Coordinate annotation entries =
Start

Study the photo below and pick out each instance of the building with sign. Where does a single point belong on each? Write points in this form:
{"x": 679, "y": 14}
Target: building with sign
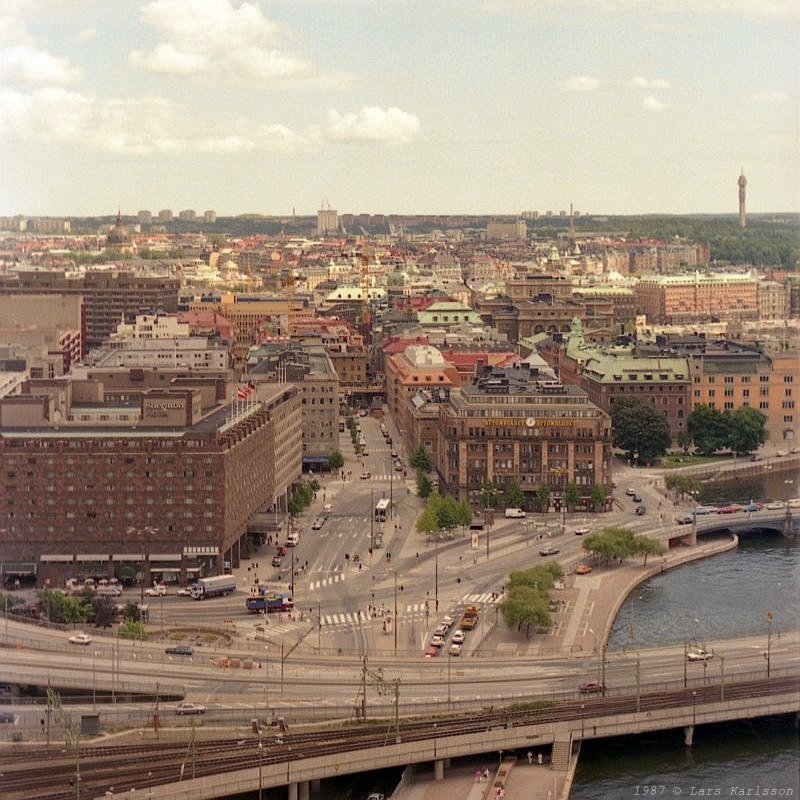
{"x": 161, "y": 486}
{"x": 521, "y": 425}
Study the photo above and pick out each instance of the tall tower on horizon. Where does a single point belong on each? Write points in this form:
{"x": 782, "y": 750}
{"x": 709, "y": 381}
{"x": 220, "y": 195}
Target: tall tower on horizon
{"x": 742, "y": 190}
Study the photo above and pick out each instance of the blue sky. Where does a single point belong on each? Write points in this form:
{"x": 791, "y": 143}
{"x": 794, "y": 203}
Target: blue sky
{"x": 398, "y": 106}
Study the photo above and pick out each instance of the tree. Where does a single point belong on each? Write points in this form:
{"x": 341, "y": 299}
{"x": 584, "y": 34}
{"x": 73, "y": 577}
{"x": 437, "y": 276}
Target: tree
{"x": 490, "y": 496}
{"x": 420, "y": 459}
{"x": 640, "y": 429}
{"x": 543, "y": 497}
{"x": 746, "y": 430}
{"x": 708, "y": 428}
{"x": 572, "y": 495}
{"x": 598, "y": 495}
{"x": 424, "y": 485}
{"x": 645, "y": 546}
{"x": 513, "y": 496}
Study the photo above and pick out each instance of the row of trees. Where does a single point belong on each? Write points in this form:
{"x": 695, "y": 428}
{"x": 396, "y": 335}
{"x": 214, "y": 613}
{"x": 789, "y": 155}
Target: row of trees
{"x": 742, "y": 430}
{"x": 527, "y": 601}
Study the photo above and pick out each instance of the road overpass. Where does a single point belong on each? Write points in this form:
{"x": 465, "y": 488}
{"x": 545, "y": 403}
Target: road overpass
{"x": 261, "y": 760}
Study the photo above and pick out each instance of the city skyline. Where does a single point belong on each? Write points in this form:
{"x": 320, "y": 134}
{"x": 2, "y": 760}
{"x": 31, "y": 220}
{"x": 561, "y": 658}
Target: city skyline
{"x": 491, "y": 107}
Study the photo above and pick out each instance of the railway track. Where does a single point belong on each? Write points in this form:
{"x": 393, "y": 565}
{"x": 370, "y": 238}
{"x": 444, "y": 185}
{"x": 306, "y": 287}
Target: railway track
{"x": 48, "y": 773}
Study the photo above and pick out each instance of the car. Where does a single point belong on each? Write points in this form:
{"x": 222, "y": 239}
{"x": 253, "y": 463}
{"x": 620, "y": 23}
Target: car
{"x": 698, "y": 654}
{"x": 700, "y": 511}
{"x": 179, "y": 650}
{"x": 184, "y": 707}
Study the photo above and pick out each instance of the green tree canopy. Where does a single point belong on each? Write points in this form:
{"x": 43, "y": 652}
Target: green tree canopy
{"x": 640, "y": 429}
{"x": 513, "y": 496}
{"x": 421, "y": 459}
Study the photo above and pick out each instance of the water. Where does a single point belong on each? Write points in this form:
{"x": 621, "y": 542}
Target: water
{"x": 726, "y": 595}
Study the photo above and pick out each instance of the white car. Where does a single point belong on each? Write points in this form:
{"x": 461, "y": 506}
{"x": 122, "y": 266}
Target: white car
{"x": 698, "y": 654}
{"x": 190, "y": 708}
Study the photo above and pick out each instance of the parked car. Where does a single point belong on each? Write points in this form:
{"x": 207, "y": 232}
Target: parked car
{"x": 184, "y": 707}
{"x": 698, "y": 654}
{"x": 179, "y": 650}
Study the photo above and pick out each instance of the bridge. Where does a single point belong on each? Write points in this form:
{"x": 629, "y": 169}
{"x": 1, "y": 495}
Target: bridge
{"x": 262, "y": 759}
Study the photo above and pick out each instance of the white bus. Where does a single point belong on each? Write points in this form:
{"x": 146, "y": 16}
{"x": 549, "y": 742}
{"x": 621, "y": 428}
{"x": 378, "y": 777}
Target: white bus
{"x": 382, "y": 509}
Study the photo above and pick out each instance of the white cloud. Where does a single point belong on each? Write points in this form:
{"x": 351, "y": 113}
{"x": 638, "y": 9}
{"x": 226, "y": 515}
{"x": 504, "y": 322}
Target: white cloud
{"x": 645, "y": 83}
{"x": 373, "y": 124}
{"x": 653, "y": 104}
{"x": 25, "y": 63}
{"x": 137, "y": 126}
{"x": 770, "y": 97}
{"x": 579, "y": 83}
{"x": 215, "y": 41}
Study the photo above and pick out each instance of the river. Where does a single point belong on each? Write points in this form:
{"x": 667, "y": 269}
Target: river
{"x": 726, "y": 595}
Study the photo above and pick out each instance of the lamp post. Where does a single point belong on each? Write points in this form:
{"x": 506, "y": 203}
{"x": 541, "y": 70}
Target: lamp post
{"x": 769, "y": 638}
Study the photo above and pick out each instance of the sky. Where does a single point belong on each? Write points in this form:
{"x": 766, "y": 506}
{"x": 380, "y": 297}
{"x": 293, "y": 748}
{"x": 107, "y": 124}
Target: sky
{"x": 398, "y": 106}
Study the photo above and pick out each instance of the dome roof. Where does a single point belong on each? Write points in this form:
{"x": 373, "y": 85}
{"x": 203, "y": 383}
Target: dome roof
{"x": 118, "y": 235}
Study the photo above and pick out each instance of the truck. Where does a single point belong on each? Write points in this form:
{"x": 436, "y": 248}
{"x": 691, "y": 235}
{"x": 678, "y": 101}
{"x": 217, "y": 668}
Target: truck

End

Directions for this task =
Set the data above down again exactly as given, with no pictures.

Output for this exercise =
Study the photo below and pick out each instance of the building with sign. Where does a single point belong on each? Write points in this form:
{"x": 679, "y": 14}
Target: building with sign
{"x": 161, "y": 486}
{"x": 521, "y": 425}
Study the photo above and pick out each instance of the tall tower on horizon. Where does a single point belong on each? Write points in this form:
{"x": 782, "y": 750}
{"x": 709, "y": 381}
{"x": 220, "y": 195}
Target: tall tower on horizon
{"x": 742, "y": 190}
Study the photo above and pick out each instance of the blue sky. Where does a single point belong on each? Write points in this form:
{"x": 791, "y": 143}
{"x": 794, "y": 203}
Target: blue sky
{"x": 398, "y": 106}
Study the photo above and pick out each instance of the tree. Where does a single point belong on each? Write points in this form:
{"x": 341, "y": 299}
{"x": 584, "y": 34}
{"x": 73, "y": 577}
{"x": 437, "y": 276}
Target: tree
{"x": 490, "y": 496}
{"x": 420, "y": 459}
{"x": 640, "y": 429}
{"x": 543, "y": 497}
{"x": 746, "y": 430}
{"x": 708, "y": 428}
{"x": 572, "y": 495}
{"x": 598, "y": 495}
{"x": 424, "y": 485}
{"x": 645, "y": 546}
{"x": 513, "y": 496}
Study the photo above and pick out each instance of the row of trees. Where does a single point belong on each? Write points in this form:
{"x": 695, "y": 428}
{"x": 396, "y": 335}
{"x": 214, "y": 613}
{"x": 789, "y": 155}
Target: row of trees
{"x": 742, "y": 430}
{"x": 527, "y": 601}
Study the photo above and pick out each instance of the road overpass. Where does a single point belong on each? Write points in this form:
{"x": 465, "y": 488}
{"x": 545, "y": 403}
Target: road overpass
{"x": 261, "y": 760}
Study the photo above and pick out each instance of the city skyline. Where does a single point belong on each? Write points in this form:
{"x": 320, "y": 134}
{"x": 2, "y": 760}
{"x": 31, "y": 220}
{"x": 561, "y": 658}
Target: city skyline
{"x": 491, "y": 107}
Study the photo above and pick out each instance of the railway track. Where does a single point belong on each? Write points in this form:
{"x": 393, "y": 565}
{"x": 370, "y": 238}
{"x": 444, "y": 185}
{"x": 306, "y": 287}
Target: railway track
{"x": 48, "y": 773}
Study the photo above and pick out each instance of the car. Where does a single point belong on each? Write points in this form:
{"x": 222, "y": 239}
{"x": 253, "y": 463}
{"x": 620, "y": 23}
Target: car
{"x": 698, "y": 654}
{"x": 700, "y": 511}
{"x": 179, "y": 650}
{"x": 184, "y": 707}
Study the photo above and pick out each instance of the green tree canopy. Where does a single point belong on each? Write points in this form:
{"x": 43, "y": 652}
Target: green tree canopy
{"x": 640, "y": 429}
{"x": 513, "y": 496}
{"x": 421, "y": 459}
Study the photo above and pick out each instance of the water. Where does a single point belong on each? Write points in this form:
{"x": 621, "y": 542}
Target: water
{"x": 726, "y": 595}
Study the photo above and pick out each instance of the white car. Where does a single point belong on each? Write points in this form:
{"x": 461, "y": 506}
{"x": 122, "y": 266}
Target: white car
{"x": 698, "y": 654}
{"x": 190, "y": 708}
Study the photo above and pick out each instance of the parked car. Where does a single point belong on each? Write points in this form:
{"x": 207, "y": 232}
Target: parked car
{"x": 184, "y": 707}
{"x": 698, "y": 654}
{"x": 179, "y": 650}
Study the photo above and pick out each instance of the bridge. Where does a single point belong on each? Write points in this form:
{"x": 629, "y": 169}
{"x": 1, "y": 495}
Target: bridge
{"x": 262, "y": 759}
Study the photo above and pick out each instance of the white bus. Where does a single point belong on each? Write points in this form:
{"x": 146, "y": 16}
{"x": 549, "y": 742}
{"x": 621, "y": 428}
{"x": 378, "y": 777}
Target: white bus
{"x": 382, "y": 509}
Study the photo above and pick out each instance of the white cloud. Where does a single point belong on each? Write points in this form:
{"x": 351, "y": 113}
{"x": 638, "y": 9}
{"x": 226, "y": 515}
{"x": 504, "y": 322}
Target: white cloud
{"x": 645, "y": 83}
{"x": 373, "y": 124}
{"x": 653, "y": 104}
{"x": 25, "y": 63}
{"x": 137, "y": 126}
{"x": 770, "y": 97}
{"x": 579, "y": 83}
{"x": 215, "y": 41}
Study the photo above and pick out each instance of the river. Where does a single point belong on each? Write points in this form:
{"x": 667, "y": 269}
Target: river
{"x": 726, "y": 595}
Study the photo above and pick out each instance of the lamp post. Where does a single point belong on each? Write points in this form:
{"x": 506, "y": 203}
{"x": 541, "y": 70}
Target: lamp post
{"x": 769, "y": 638}
Study the photo above and pick out each instance of the sky. Where does a single point belong on each? Write points in this form:
{"x": 766, "y": 506}
{"x": 380, "y": 297}
{"x": 293, "y": 748}
{"x": 107, "y": 124}
Target: sky
{"x": 398, "y": 106}
Study the photo above and pick out each instance of the dome roof. Where does a single point belong on each? Write points in this form:
{"x": 373, "y": 85}
{"x": 203, "y": 383}
Target: dome roof
{"x": 118, "y": 235}
Study the photo above and pick out each instance of the truck. Where does a single point belong on each? Write points in this form:
{"x": 436, "y": 248}
{"x": 691, "y": 235}
{"x": 678, "y": 101}
{"x": 217, "y": 668}
Target: truck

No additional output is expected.